What you need to do
Show the lines below that contain the string "black".

[Source records Boundary: Start]

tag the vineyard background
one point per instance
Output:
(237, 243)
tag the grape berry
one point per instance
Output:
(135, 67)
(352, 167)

[Source records Boundary: End]
[Source records Boundary: Start]

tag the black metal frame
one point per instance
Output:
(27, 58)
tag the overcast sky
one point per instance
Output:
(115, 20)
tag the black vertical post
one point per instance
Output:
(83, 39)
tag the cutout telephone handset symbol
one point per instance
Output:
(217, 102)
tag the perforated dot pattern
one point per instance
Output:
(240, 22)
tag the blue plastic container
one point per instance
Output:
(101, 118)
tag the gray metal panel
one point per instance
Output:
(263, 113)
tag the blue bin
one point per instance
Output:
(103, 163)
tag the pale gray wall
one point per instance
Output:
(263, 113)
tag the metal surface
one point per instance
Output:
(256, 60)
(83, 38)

[Source records Boundary: End]

Written answer
tag the black metal frame
tag the black vertical post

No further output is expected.